Begin

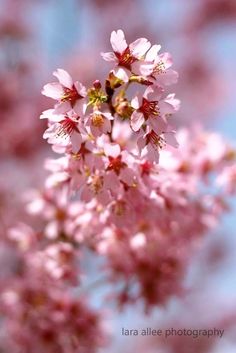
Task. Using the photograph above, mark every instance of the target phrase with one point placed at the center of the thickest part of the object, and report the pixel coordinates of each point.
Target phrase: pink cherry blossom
(125, 55)
(63, 129)
(99, 123)
(150, 108)
(69, 94)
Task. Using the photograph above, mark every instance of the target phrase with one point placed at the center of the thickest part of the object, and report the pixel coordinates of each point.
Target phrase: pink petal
(109, 56)
(64, 78)
(171, 139)
(111, 181)
(80, 107)
(76, 140)
(136, 102)
(127, 175)
(136, 120)
(81, 89)
(121, 73)
(141, 143)
(152, 53)
(62, 108)
(51, 116)
(139, 47)
(142, 68)
(112, 150)
(118, 41)
(166, 59)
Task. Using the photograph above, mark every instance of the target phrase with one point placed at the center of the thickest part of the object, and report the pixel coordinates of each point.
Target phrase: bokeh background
(38, 36)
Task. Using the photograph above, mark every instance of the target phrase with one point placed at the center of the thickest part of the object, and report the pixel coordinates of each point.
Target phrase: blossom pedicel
(120, 188)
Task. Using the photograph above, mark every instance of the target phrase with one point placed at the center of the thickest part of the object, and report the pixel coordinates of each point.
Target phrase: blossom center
(70, 95)
(66, 128)
(155, 140)
(119, 208)
(116, 164)
(149, 108)
(96, 184)
(125, 58)
(97, 120)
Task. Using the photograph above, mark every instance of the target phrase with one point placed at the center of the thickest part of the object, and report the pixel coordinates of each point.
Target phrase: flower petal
(63, 77)
(118, 41)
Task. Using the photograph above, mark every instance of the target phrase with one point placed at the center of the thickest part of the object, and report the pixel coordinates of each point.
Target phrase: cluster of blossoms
(121, 190)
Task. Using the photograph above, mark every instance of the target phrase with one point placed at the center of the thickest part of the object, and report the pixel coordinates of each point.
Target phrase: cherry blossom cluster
(119, 190)
(82, 115)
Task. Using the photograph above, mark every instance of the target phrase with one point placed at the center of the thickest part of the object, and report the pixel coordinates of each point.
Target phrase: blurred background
(38, 36)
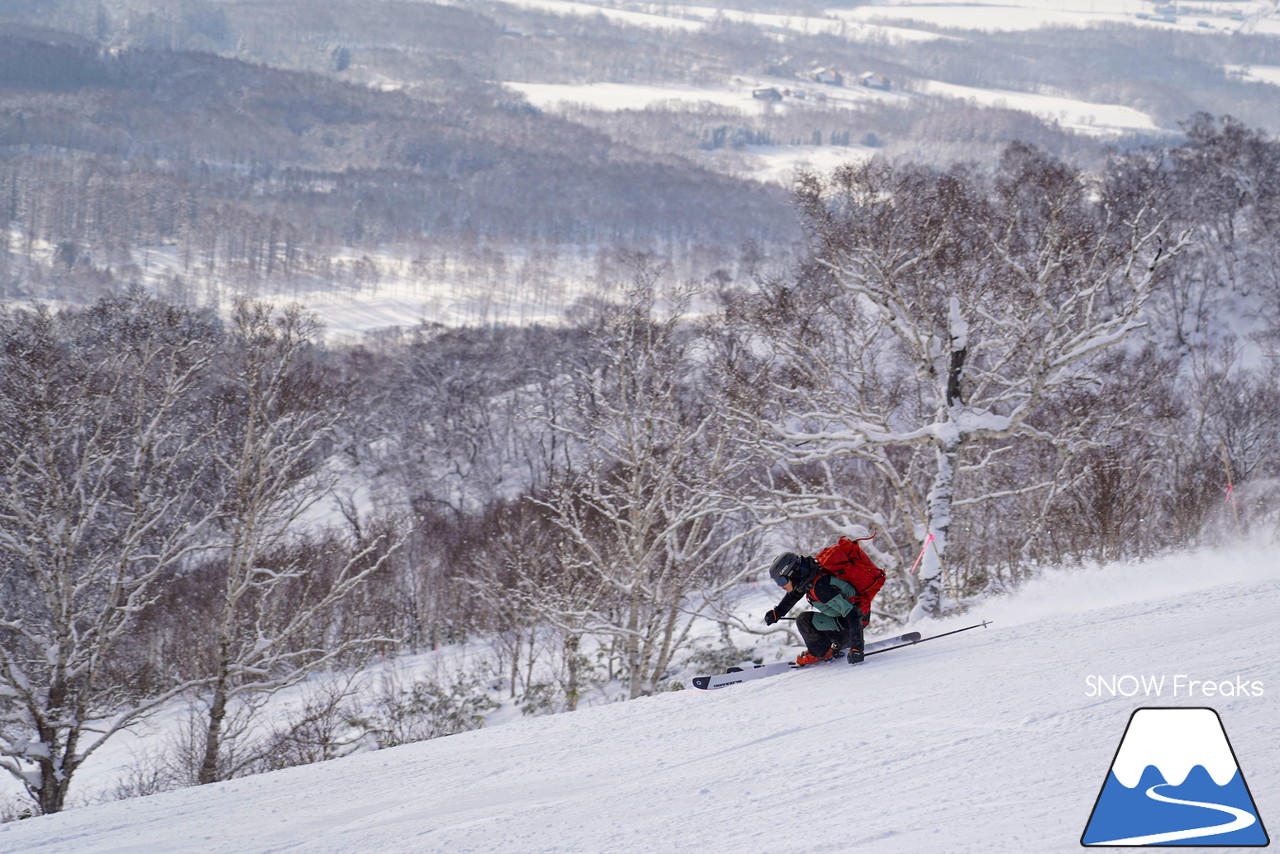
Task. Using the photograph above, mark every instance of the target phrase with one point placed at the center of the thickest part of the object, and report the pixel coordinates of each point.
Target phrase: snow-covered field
(992, 740)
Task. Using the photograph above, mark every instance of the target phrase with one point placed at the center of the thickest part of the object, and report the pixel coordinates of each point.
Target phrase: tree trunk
(929, 596)
(214, 734)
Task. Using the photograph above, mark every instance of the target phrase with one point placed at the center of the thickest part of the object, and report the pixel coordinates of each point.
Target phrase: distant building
(872, 80)
(828, 76)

End

Task prompt:
Go through the material above and print all of it exactly, except the pictures.

Task response:
Task. Using the photograph above, mark every instance of the target phrase with one point placed at the center of the thickest part of the object, and report the pixel coordinates of each point.
Target phrase: pink cherry blossom
(125, 55)
(63, 129)
(99, 123)
(150, 108)
(69, 94)
Task. Using the photograph above, mark every instance of the target phrase with one point placed at the center of the thickest part of the object, and report the pixel coordinates of each point.
Target phrase: pink petal
(109, 56)
(64, 78)
(171, 139)
(111, 181)
(80, 107)
(76, 140)
(136, 102)
(127, 175)
(136, 120)
(81, 89)
(121, 73)
(141, 143)
(152, 53)
(62, 108)
(51, 116)
(139, 47)
(142, 68)
(112, 150)
(118, 41)
(166, 59)
Task. Using the photograph above, mark every instance of the target phrase with one point placed at the center of the thickest part of the object, and report the pixel coordinates of each point.
Target phrase: bokeh background
(38, 36)
Task. Using the photograph above, mark every instance of the target phrase with one point placed at the center of the thickest part of the object, and report the pixel coordinates of each point.
Target phrase: blossom pedicel
(120, 188)
Task. Using the photograph above, mark every instance of the target phrase with one point placed at the center of the thickest part of the object, and report the pixel coordinates of each point.
Target phrase: blossom center
(70, 95)
(66, 128)
(155, 140)
(119, 208)
(116, 164)
(149, 108)
(96, 184)
(125, 58)
(97, 120)
Task. Using the photograph above, mark every instance of the target phrase with one point placed at the center of the thickest part of the object, and report the pixel coordinates of each point.
Target phrase: flower petal
(63, 77)
(118, 41)
Task. Using the photograph above, mark every instance of the target phrase with one point placed at the center of the thickest part of the object, and report the pixel coordinates of each point.
Target phrase: cluster of blossoms
(121, 190)
Task. Using the photograph above, mark every instance of the target phrase with one point placed at the center of the thickest part of the object, and report the pixel coordinates of each point.
Target phrase: cherry blossom cluster
(119, 190)
(82, 115)
Task. Using the photograph above, mark every instance of the target phrase with one point placed at the center of the thickest part of the object, and report the pixel coordinates of each point.
Target phrase: blurred background
(38, 36)
Task. Using the photograph above, mark every instance of the target phrase with one point placed at the center of the thickest part of the object, and report the pixel coordinates of each point.
Target phrase: snow-covered field
(992, 740)
Task. Using the photograph above, mark every instance of the target phrase with one point placed at the center of the thickest part of the object, and report the pixel coordinates of each point.
Target phrase: tree trunk
(929, 596)
(214, 734)
Task. Using the photograph above, mark every instance of the target phrase with one point placed at the center of the thickest part of the object, and report the pixel coordinates of each point.
Target phrase: distant building
(872, 80)
(828, 76)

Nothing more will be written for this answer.